◆ **Text extract**
>> BEGIN

17 Another factor that is also taken to reflect the non-economic factors influencing the ownership of Highland deer stalking estates, is the high level of capital value attributed to shootable stags in the sale of estates. Figure 44 shows that the values rose rapidly after the practice was introduced by property selling agents in the 1970s, but that the annual values since then have tended to remain in a broad band of between £10,000 and £40,000. Lesser values have also been attributed to hinds.

18 An attempt was made in the past to use such values to calculate a theoretical overall capital value for shootable open hill red deer.[15] While SNH refer to these capital values in considering the benefits of deer, the Group considers that SNH was correct not to include them in its list for the reasons given by SNH. Many factors affect the price paid for Highland estates, including the objectives of a new owner, and the traditional method of assessing the capital value of stags can end up attributing the amenity and other attributes of an estate to the stalking.[16]

19 SNH’s account of the current economic costs and benefits of deer management, while identifying the types of components involved, mainly illustrates the very limited economic information that can be estimated at a national scale. Improved information about the national costs of damage to particular land use interests by deer, might stimulate greater attention to reducing damage.

>> END

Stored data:
>> BEGIN

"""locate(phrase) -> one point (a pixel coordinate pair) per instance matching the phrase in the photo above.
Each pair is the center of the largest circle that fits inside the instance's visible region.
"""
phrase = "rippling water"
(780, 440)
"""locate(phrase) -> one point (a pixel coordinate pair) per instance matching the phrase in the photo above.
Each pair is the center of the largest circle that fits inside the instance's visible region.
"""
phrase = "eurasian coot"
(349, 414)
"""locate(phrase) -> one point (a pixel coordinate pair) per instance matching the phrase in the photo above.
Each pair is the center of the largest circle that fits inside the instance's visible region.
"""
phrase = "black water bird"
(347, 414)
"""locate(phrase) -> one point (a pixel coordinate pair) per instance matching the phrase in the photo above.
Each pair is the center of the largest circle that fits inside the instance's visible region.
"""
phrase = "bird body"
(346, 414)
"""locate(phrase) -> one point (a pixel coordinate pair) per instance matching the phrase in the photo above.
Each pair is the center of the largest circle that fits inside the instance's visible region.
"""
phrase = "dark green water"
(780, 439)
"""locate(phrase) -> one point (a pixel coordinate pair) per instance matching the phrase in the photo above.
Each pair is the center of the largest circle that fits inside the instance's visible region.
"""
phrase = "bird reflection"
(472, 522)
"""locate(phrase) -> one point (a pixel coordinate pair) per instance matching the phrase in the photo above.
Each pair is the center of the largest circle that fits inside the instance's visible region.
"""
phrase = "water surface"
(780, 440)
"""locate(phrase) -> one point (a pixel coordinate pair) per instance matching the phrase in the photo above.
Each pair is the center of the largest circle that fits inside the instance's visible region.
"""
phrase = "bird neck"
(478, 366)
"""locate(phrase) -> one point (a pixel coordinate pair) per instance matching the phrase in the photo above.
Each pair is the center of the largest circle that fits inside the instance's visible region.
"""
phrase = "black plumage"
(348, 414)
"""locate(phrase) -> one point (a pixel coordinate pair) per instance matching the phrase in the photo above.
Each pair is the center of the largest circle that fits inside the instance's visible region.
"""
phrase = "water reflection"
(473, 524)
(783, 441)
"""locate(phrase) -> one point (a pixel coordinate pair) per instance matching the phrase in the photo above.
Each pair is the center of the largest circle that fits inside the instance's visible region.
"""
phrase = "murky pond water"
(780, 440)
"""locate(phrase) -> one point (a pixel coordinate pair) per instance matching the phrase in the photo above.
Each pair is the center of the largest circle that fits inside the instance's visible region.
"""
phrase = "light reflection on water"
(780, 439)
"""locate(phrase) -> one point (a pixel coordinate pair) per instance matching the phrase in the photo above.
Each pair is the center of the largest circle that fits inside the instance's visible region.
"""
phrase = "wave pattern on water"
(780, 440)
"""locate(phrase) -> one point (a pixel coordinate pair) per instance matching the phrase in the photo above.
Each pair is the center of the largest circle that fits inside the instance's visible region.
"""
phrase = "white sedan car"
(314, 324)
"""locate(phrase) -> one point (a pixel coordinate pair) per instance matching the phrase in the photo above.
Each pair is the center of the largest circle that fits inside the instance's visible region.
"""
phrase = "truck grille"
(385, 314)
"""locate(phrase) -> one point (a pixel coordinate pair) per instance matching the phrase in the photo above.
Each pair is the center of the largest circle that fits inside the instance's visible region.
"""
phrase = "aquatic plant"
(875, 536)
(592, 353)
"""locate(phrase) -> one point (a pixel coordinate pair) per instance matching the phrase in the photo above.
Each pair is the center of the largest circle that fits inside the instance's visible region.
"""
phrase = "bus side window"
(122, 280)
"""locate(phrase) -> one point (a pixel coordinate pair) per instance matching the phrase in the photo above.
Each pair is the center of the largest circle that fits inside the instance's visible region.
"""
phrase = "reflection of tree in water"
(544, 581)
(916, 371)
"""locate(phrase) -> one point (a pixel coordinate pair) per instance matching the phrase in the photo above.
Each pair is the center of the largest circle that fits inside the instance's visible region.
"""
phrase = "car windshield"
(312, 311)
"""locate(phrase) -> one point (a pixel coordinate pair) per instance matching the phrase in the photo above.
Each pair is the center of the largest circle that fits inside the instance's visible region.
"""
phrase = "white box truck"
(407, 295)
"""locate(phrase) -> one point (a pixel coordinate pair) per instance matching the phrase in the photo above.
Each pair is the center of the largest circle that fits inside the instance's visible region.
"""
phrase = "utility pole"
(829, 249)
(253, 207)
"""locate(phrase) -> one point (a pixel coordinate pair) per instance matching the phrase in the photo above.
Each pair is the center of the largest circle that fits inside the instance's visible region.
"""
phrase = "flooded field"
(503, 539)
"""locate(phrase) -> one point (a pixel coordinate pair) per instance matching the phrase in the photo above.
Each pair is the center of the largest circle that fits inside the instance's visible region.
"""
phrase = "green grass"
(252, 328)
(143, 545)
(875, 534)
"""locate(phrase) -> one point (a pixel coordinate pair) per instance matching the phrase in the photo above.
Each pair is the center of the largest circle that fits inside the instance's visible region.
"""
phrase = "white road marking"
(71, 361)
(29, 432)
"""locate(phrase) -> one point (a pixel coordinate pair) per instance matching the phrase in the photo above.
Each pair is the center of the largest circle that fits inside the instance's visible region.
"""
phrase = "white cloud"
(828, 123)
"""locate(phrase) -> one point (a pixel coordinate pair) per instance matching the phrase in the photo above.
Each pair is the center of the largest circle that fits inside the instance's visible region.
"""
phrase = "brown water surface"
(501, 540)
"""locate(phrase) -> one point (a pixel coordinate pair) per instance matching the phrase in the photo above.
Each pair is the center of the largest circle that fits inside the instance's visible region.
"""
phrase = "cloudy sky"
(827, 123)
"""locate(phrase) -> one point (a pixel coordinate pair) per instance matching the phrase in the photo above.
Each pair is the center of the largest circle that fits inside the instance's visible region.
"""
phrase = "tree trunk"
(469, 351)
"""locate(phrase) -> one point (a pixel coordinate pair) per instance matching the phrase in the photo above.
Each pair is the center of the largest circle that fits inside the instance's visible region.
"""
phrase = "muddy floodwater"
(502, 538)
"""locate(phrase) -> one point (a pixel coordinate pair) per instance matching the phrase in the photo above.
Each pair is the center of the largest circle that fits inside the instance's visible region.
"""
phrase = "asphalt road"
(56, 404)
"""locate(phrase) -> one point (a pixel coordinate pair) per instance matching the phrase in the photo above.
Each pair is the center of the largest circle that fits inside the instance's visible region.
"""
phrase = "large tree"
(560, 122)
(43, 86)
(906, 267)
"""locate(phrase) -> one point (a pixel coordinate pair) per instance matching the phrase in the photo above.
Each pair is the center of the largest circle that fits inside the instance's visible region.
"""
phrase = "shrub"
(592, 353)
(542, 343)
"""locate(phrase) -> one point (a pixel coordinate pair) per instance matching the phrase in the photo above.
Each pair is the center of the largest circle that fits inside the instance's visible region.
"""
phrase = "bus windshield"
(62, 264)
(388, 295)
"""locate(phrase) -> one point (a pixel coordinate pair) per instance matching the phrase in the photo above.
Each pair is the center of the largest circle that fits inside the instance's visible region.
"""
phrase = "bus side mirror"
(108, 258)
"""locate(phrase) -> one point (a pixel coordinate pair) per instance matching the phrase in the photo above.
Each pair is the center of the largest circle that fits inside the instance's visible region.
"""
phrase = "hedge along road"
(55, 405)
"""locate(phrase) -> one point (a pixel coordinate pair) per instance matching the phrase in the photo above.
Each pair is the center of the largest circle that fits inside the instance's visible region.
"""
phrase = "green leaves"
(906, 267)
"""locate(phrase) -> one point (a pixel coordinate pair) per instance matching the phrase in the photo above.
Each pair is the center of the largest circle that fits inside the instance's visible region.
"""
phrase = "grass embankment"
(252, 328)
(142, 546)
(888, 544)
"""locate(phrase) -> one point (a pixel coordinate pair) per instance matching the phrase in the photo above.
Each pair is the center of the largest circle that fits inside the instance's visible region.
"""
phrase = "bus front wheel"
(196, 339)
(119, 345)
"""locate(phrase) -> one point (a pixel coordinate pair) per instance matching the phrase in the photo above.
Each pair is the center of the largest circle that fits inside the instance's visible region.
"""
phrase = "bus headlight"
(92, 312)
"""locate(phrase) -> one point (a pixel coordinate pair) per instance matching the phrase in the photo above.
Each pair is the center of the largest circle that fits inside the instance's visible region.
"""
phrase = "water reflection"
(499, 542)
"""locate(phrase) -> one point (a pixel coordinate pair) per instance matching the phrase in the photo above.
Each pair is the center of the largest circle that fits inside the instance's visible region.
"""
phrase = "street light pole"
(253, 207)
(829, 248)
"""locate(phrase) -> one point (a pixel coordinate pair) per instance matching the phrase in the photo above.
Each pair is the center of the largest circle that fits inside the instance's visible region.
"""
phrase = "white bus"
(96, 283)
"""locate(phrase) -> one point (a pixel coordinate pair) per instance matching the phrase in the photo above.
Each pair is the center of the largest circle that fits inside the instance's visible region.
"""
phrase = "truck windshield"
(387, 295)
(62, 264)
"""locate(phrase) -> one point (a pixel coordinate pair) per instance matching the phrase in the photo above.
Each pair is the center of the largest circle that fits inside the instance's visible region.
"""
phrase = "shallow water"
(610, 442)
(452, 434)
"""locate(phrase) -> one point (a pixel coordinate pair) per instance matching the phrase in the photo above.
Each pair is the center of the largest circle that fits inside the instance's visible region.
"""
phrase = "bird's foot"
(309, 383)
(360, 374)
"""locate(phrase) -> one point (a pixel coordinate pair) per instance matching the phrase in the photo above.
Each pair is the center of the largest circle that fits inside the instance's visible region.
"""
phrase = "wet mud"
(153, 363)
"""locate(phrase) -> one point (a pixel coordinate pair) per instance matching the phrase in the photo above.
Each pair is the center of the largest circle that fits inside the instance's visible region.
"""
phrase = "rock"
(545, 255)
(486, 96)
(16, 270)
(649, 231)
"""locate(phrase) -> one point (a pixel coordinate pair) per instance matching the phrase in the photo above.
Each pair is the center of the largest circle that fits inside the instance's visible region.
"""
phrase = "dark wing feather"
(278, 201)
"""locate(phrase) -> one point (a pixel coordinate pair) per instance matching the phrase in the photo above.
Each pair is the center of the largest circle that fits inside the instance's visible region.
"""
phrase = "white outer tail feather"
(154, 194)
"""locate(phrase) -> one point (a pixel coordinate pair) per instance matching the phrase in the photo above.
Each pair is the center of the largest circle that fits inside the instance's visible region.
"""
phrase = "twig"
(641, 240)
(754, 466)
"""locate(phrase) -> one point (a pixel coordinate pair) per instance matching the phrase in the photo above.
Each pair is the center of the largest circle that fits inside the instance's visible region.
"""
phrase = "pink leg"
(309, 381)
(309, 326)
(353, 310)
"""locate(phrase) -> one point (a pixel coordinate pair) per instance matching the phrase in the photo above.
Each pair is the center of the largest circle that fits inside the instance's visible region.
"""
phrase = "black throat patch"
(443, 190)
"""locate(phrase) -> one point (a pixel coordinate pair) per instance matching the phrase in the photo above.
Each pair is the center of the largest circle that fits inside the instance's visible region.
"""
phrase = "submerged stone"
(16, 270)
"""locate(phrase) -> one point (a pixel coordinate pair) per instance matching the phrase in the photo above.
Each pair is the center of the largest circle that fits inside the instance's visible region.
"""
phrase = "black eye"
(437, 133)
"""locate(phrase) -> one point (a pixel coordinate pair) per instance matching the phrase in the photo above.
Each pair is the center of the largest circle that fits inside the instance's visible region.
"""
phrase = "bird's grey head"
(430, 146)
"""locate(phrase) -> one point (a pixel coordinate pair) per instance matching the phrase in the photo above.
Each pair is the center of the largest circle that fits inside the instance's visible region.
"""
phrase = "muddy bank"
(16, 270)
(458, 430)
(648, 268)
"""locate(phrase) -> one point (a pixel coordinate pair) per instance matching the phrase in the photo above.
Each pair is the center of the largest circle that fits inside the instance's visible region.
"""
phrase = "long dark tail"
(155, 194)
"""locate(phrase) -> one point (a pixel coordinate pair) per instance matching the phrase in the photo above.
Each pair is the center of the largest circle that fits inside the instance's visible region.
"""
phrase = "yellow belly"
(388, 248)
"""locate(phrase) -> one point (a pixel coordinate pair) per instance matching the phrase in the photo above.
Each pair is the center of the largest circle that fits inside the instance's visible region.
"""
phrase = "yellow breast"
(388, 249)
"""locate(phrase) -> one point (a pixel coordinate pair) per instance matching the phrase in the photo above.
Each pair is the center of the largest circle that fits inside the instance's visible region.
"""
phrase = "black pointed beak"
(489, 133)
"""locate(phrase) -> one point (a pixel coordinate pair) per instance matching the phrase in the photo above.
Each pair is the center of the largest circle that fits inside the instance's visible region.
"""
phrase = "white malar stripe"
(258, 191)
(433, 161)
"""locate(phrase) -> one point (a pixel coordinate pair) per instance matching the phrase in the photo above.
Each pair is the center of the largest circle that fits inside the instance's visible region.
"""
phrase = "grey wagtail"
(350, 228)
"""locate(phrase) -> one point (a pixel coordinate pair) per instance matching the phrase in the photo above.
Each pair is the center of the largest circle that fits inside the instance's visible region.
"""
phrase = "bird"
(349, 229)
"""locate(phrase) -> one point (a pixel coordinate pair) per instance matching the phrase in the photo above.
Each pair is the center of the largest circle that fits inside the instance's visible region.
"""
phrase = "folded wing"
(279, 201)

>> END

◆ **What to do**
1) Transcribe the deer management passage, starting at "17 Another factor" and ending at "attributed to hinds.".
2) Find each row that contains the string "surface", matching case, and copy those rows out in full.

◆ **Task results**
1)
17 Another factor that is also taken to reflect the non-economic factors influencing the ownership of Highland deer stalking estates, is the high level of capital value attributed to shootable stags in the sale of estates. Figure 44 shows that the values rose rapidly after the practice was introduced by property selling agents in the 1970s, but that the annual values since then have tended to remain in a broad band of between £10,000 and £40,000. Lesser values have also been attributed to hinds.

2)
phrase = "water surface"
phrase = "brown water surface"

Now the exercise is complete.